Though I regularly read and clip book reviews, my pleasure reading tends to be guided less by what is newly published than by my own enthusiasms and the recommendations of friends. This year I have indulged two passions, biography and art, and that led me to four books I can recommend.

The two volumes of Hilary Spurling’s biography of Henri Matisse—The Unknown Matisse: The Early Years, 1869–1908 (Alfred A. Knopf, $29.95, 512 pp.) and Matisse the Master: The Conquest of Colour, 1909–1954 (Alfred A. Knopf, $25.95, 544 pp.)—are at the top of my list. Matisse comes across not only as a groundbreaking artist who moved beyond Impressionism and into the modern era, but also as a family man, perhaps surprisingly conservative and formal personally. A man of culture and lifelong focus, he was also, of course, an artist ahead of his time in many respects. Matisse, who was of French and Flemish descent, lived through two world wars, and Spurling integrates the historical context and personal details of the artist’s life remarkably well. She describes how the times influenced Matisse’s artistic development, international reputation, political involvement, family life, and changing economic circumstances. She marshals evidence, not just speculation, about his relationships with teachers, family members, other artists, dealers, and the women who worked for him throughout his career as models and caretakers. As an artist, Matisse was expansive. He worked as a painter, sculptor, a designer of costumes and sets, and with paper cutouts. As perhaps many readers of this magazine know, he also designed an entire convent chapel, including the vestments, stained glass, and sacred vessels.

Then there is the man himself. Spurling, an Oxford-educated critic, portrays Matisse as a dedicated husband and father, who nevertheless declared to twenty-five-year-old Amelie Payare, his second wife and the mother of his two sons: “Mademoiselle, I love you dearly, but I will always love painting more.” Matisse was particularly close to Marguerite, his oldest child from his first marriage, who lived at home for decades and was her father’s favorite model. Though ill throughout childhood, Marguerite proved heroically strong during World War II, when she and Amelie worked for the Resistance. Spurling draws the family members not as caricatures, but as fully formed, complex individuals with aspirations, talents, crises, and needs. Though the family was supportive of Matisse’s work, his stated preference for his art gradually became an alienating factor in his marriage. The family’s breakup, near the end of Matisse’s life, is seen by Spurling as a major tragedy.

Colorful details enliven this story: Matisse kept three hundred birds; he was a violin virtuoso who might have pursued a career in music; Amelie swore she’d never marry a redhead or a bearded man, but Matisse was both. I hated to finish this wonderful biography, and I plan to read both volumes again.

- **Data extract**
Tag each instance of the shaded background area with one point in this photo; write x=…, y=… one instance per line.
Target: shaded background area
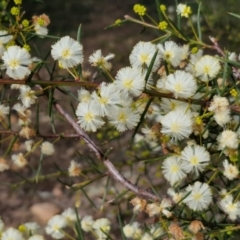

- **Task 1**
Transcribe the Matisse review above between "Though I regularly" and "I can recommend.", inclusive.
- **Task 2**
Summarize the Matisse review above in two sentences.
- **Task 3**
According to the Matisse review above, how many birds did Matisse keep?

- **Expected output 1**
Though I regularly read and clip book reviews, my pleasure reading tends to be guided less by what is newly published than by my own enthusiasms and the recommendations of friends. This year I have indulged two passions, biography and art, and that led me to four books I can recommend.

- **Expected output 2**
The Matisse review recommends Hilary Spurling's two-volume biography of Henri Matisse, which sets the artist's life and work in its historical context and draws on evidence rather than speculation about his relationships. It presents Matisse as an expansive, groundbreaking artist and a dedicated husband and father who said he would always love painting more, a stance that gradually alienated his marriage and led to a family breakup that Spurling sees as a major tragedy.

- **Expected output 3**
Three hundred.